══ BRANO
Sera di fine estate. Questa pazza estate all’insegna del “coviddi” e della trasgressione, della movida sfrenata e dei contagi in risalita. Con le onde di risacca dei social che hanno trascinato via in alto mare ogni senso di paura e di remora per quell’inverno da incubo appena trascorso.
E che ancora oggi si nutre di sciocchezze, di chiacchiericci, di fuochi fatui dell’ignoranza.
I social media diffondono e strombazzano ogni vuota eco di sensazionalismi dell’ultima ora. Frutto di brillanti “menti” scientifiche e presunte tali, di salotti televisivi e di interviste senza mascherina.
Travolto da questa marea invadente ed inutile di opinionisti “del grido internettiano”, tra un twitter ed un post, mi sono soffermato su una frase-pensiero di San Giovanni Paolo II, citata in un suo libro da Lou Marinoff, docente di filosofia e notevole saggista.
“Molti sono coloro – afferma Giovanni Paolo II – che,
procedendo alla cieca nella vita,
giungono sull’orlo dell’abisso
senza sapere dove stiano andando.
════
══ MATERIALE PROPOSTO
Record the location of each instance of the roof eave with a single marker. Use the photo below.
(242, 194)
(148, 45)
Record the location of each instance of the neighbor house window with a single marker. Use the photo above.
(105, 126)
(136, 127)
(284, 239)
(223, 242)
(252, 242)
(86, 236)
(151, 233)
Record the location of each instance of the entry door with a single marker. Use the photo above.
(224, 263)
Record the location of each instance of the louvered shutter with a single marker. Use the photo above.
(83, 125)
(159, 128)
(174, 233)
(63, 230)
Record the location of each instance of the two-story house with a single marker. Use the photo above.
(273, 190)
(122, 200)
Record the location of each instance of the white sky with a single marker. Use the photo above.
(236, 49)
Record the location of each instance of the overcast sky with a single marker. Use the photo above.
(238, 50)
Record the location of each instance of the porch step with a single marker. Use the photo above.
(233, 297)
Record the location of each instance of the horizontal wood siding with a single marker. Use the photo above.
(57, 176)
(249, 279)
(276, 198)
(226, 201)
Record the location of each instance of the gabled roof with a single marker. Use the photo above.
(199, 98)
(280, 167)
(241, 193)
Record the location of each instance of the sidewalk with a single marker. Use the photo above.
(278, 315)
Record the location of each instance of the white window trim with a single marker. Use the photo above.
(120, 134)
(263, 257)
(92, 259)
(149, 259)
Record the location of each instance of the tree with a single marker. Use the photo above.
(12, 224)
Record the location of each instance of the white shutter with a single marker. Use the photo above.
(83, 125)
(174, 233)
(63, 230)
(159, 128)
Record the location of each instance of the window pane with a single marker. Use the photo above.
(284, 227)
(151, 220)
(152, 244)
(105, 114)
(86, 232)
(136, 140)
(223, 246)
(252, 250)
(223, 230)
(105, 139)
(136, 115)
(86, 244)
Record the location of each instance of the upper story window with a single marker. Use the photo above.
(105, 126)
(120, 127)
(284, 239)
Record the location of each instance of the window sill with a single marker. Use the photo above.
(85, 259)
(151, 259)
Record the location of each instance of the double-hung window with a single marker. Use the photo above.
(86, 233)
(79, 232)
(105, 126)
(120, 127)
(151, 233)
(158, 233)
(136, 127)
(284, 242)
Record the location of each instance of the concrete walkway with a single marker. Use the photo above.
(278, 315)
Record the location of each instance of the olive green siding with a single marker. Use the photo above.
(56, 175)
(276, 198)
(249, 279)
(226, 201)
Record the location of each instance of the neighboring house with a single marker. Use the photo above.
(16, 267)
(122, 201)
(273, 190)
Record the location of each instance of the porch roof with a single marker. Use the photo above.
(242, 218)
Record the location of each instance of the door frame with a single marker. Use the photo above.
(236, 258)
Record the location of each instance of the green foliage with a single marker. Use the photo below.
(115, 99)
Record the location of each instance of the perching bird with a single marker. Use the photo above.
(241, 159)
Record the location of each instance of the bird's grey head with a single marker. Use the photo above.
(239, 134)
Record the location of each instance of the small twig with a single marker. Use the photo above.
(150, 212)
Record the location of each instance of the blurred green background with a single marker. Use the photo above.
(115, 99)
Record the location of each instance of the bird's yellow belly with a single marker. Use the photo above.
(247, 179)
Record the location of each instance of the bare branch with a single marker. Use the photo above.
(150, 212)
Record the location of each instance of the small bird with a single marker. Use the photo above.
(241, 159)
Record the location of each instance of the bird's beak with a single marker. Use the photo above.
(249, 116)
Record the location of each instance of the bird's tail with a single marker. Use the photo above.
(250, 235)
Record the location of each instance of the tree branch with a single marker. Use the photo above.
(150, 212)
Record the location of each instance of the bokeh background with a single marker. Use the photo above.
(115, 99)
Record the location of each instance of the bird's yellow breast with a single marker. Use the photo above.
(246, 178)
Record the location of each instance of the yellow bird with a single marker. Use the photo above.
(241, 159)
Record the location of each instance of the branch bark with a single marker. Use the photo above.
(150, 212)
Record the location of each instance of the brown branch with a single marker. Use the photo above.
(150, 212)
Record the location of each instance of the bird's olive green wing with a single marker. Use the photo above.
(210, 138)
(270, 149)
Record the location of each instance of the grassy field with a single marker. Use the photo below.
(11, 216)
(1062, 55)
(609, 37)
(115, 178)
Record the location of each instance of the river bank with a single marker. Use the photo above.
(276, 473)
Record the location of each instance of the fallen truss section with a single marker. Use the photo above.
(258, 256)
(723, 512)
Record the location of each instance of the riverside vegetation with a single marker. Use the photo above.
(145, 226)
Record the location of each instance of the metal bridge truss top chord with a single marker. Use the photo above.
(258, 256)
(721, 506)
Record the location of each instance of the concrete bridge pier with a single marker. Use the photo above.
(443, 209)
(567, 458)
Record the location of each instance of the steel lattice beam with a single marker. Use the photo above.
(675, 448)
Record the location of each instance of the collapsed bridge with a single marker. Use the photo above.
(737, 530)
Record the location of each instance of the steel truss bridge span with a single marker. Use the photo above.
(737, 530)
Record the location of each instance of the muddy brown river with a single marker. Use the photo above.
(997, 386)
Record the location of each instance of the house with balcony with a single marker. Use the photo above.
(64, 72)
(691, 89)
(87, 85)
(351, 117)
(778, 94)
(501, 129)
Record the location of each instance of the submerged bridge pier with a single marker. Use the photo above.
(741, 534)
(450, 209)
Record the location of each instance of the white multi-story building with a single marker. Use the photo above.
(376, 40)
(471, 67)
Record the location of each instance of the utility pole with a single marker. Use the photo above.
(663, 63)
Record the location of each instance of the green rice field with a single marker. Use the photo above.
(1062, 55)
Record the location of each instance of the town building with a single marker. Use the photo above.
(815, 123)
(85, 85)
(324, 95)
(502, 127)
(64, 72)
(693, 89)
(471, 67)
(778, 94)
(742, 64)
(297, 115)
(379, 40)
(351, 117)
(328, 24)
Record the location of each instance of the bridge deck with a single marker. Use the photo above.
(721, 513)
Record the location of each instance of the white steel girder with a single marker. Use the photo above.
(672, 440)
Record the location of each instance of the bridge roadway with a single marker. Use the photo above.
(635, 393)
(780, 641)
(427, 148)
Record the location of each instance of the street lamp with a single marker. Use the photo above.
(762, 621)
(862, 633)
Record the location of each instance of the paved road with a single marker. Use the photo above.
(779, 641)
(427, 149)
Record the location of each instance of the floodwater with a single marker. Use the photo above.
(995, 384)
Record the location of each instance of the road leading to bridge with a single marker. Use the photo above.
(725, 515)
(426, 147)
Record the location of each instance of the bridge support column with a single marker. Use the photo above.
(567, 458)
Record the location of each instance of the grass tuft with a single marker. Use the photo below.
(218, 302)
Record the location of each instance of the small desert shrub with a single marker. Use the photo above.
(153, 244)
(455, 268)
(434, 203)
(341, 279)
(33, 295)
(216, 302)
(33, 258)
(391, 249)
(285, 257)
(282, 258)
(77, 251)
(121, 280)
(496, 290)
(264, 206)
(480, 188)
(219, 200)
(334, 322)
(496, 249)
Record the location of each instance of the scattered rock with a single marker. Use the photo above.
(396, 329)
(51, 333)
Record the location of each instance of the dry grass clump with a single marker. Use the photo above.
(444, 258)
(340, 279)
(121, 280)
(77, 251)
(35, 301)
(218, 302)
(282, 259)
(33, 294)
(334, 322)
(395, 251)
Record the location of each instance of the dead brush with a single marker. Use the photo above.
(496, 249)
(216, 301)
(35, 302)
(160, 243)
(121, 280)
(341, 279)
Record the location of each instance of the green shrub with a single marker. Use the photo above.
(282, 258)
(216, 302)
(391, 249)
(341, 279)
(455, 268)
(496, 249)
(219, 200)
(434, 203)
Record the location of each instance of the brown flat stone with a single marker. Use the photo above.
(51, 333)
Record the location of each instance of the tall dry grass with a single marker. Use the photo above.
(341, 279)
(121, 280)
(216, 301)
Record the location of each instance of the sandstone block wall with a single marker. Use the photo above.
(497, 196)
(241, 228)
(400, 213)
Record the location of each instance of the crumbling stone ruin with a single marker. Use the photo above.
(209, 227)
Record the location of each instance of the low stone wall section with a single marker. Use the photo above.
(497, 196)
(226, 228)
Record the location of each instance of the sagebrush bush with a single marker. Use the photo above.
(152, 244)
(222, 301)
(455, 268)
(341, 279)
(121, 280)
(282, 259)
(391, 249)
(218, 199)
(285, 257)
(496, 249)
════
* _ESERCIZIO_:
Modifica il brano, a partire da "Sera di fine" e fino a "e notevole saggista.", sostituendo "marea" con "ondata".

* _SOLUZIONE_:
Sera di fine estate. Questa pazza estate all’insegna del “coviddi” e della trasgressione, della movida sfrenata e dei contagi in risalita. Con le onde di risacca dei social che hanno trascinato via in alto mare ogni senso di paura e di remora per quell’inverno da incubo appena trascorso.
E che ancora oggi si nutre di sciocchezze, di chiacchiericci, di fuochi fatui dell’ignoranza.
I social media diffondono e strombazzano ogni vuota eco di sensazionalismi dell’ultima ora. Frutto di brillanti “menti” scientifiche e presunte tali, di salotti televisivi e di interviste senza mascherina.
Travolto da questa ondata invadente ed inutile di opinionisti “del grido internettiano”, tra un twitter ed un post, mi sono soffermato su una frase-pensiero di San Giovanni Paolo II, citata in un suo libro da Lou Marinoff, docente di filosofia e notevole saggista.